Da molti anni, in tutte le sedi istituzionali e
scientifiche, si sottolinea la carenza della legislazione
statale italiana in materia di inquinamento acustico e
l'urgenza di una legge quadro di riferimento.
Nell'ultimo decennio sono entrate in vigore norme nazionali
e regionali in modo sporadico, frammentario e parziale,
soprattutto con una serie di decreti d'attuazione di direttive
comunitarie su specifici casi e sorgenti.
Nella scorsa legislatura il Senato aveva approvato un testo
intitolato "Tutela dell'ambiente dall'inquinamento acustico".
Il passaggio alla Camera è stato interrotto dallo scioglimento
anticipato ma l'iter è subito ripreso in questa XII
legislatura con la presentazione di vari e migliori
articolati; oggi siamo all'ultimo decisivo passaggio dopo
l'approvazione del testo unificato in sede referente da parte
delle Commissioni riunite ambiente e trasporti.
La normativa vigente in materia è costituita
sostanzialmente dall'articolo 844 del codice civile che
prevede il criterio della normale tollerabilità per quanto
concerne le immissioni da un fondo ad un altro, mentre dal
punto di vista penale la materia è regolata dall'articolo 659
del codice penale. Si tratta però di norme del tutto generiche
e inadeguate alla realtà socio-economica odierna.
In realtà l'unico strumento che ha una qualche efficacia è
quello previsto dall'articolo 2, comma 14, della legge n. 349
del 1986 che ha dato origine al decreto del Presidente del
Consiglio dei ministri del 1^ marzo 1991, concernente "Limiti
massimi di esposizione al rumore negli ambienti abitativi e
nell'ambiente esterno".

• **Materiale**:
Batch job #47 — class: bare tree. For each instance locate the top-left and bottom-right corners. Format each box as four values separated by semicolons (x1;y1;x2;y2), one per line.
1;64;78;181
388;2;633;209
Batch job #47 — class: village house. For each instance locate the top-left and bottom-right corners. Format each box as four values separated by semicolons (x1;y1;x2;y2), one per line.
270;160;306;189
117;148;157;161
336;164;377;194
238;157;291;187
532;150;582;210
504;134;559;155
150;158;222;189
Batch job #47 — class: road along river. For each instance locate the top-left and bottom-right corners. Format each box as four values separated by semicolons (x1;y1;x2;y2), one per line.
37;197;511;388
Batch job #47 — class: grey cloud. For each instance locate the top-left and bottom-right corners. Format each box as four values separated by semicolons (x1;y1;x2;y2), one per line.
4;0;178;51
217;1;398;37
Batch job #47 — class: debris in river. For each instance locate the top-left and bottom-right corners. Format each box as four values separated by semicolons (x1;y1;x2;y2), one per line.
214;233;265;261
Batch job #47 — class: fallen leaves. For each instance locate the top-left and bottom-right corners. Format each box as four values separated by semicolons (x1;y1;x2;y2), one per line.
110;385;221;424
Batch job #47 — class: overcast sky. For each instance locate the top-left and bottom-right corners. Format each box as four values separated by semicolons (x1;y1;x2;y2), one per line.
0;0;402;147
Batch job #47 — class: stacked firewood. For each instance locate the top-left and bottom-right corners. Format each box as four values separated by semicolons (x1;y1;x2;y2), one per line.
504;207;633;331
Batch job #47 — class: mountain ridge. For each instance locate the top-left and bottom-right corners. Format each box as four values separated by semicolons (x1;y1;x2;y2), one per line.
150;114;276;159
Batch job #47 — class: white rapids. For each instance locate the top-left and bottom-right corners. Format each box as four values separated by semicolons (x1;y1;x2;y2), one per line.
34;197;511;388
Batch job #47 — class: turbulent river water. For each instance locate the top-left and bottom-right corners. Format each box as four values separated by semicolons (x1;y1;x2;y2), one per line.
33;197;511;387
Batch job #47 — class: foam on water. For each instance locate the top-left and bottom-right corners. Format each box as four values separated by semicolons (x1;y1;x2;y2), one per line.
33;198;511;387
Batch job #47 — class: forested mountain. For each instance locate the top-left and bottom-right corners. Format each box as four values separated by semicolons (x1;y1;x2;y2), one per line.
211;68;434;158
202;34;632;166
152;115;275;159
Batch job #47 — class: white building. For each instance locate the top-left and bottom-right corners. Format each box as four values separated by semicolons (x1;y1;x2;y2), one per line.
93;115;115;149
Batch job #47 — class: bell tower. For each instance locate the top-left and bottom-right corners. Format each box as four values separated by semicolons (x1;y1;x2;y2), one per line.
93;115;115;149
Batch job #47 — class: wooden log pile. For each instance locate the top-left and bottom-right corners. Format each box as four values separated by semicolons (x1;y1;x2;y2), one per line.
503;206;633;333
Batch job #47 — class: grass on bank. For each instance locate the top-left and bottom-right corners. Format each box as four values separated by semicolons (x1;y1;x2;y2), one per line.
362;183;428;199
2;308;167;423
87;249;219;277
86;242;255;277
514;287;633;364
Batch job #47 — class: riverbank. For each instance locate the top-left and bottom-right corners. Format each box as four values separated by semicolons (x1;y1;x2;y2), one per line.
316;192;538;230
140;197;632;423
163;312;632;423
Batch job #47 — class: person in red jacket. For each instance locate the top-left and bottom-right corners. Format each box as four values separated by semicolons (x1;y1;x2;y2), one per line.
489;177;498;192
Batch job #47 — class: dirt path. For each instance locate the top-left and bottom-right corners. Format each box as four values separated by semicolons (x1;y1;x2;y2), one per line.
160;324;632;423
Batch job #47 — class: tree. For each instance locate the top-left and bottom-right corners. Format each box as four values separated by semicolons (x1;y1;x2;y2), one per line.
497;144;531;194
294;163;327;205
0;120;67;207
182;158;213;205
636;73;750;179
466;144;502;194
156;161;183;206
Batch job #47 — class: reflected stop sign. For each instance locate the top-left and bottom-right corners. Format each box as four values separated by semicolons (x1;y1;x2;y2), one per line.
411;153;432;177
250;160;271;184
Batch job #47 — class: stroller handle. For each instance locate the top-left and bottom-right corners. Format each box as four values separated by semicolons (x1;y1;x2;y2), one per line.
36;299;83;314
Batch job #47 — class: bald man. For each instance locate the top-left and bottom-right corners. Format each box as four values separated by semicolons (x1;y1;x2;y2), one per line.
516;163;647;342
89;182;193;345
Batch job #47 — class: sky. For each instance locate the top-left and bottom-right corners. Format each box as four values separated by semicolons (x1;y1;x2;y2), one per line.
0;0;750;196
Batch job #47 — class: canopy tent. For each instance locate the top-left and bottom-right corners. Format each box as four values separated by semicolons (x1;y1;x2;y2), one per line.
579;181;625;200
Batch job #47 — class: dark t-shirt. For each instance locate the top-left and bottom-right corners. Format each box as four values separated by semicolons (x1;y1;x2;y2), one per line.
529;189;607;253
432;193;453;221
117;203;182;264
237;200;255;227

==

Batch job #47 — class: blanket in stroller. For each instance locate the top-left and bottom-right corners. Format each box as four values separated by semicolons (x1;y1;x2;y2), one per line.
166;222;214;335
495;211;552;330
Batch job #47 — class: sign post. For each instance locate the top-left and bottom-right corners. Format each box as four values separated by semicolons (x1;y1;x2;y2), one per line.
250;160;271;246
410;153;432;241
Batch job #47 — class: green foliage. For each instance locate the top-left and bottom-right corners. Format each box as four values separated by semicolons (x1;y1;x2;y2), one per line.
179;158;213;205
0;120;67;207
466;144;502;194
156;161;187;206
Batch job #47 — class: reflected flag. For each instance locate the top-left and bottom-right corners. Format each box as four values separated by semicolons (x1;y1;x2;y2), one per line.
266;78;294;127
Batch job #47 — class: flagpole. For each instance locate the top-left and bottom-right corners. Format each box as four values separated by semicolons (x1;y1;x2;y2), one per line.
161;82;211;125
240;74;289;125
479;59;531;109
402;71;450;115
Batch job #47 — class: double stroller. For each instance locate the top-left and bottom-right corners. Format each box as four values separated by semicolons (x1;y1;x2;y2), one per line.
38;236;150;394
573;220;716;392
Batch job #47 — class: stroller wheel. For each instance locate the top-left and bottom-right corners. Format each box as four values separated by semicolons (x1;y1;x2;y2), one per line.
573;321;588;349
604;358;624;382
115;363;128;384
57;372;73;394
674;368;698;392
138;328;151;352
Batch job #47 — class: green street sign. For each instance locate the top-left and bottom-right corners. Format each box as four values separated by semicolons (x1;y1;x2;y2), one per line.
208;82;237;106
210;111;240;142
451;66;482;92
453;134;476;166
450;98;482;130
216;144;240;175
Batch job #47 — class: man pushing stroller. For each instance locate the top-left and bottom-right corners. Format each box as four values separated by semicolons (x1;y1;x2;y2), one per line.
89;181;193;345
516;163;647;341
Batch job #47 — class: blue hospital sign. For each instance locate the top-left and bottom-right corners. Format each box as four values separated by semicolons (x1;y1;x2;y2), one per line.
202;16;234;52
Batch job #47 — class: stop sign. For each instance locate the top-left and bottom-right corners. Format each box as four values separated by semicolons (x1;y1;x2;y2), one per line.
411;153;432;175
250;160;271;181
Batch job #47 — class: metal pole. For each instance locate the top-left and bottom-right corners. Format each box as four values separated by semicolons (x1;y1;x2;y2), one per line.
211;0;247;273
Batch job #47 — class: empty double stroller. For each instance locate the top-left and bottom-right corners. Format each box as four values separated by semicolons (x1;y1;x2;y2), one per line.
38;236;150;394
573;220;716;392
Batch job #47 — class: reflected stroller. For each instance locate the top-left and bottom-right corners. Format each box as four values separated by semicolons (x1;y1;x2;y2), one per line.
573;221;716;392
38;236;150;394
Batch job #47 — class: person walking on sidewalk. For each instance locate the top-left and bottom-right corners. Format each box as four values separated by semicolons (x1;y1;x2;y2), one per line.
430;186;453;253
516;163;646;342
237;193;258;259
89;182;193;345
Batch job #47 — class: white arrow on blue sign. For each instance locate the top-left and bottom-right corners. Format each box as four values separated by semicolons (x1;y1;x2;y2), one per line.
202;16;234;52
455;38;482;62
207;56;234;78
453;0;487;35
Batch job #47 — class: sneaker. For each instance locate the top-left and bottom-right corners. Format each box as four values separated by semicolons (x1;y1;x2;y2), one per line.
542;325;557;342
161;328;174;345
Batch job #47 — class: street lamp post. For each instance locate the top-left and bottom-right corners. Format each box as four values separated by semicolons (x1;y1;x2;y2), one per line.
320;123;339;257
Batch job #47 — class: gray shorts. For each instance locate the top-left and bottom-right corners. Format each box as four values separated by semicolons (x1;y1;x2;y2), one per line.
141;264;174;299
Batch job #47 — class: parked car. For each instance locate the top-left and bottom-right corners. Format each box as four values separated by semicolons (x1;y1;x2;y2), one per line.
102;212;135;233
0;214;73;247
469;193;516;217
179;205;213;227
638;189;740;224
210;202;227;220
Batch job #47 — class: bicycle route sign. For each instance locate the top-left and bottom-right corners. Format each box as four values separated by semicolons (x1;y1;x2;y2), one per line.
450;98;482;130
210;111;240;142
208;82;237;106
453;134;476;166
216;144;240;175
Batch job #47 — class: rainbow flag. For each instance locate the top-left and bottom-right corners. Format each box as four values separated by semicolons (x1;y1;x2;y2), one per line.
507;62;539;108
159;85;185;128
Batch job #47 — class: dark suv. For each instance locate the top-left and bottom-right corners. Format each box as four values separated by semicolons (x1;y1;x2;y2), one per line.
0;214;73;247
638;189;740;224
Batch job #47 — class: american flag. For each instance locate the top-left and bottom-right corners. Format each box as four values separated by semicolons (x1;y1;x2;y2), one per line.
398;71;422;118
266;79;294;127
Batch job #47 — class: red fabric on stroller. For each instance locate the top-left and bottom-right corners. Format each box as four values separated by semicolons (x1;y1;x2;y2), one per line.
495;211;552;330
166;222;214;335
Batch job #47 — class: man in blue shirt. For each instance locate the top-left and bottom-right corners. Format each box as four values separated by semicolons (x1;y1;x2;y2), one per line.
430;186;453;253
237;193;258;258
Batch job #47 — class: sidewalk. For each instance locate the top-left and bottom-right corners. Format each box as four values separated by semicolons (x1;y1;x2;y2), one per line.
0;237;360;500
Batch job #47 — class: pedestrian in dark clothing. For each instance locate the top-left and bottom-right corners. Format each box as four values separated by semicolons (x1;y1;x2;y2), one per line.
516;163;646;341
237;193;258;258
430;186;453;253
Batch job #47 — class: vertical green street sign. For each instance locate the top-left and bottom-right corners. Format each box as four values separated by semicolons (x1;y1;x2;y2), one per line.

• **Istruzioni dell'esercizio**: Ricopia senza alcuna modifica il passo del testo sull'inquinamento acustico che va da "Da molti anni, in" fino a "quadro di riferimento." incluso. L'elenco proviene da un'altra fonte.

• **Risposta completa**:
Da molti anni, in tutte le sedi istituzionali e
scientifiche, si sottolinea la carenza della legislazione
statale italiana in materia di inquinamento acustico e
l'urgenza di una legge quadro di riferimento.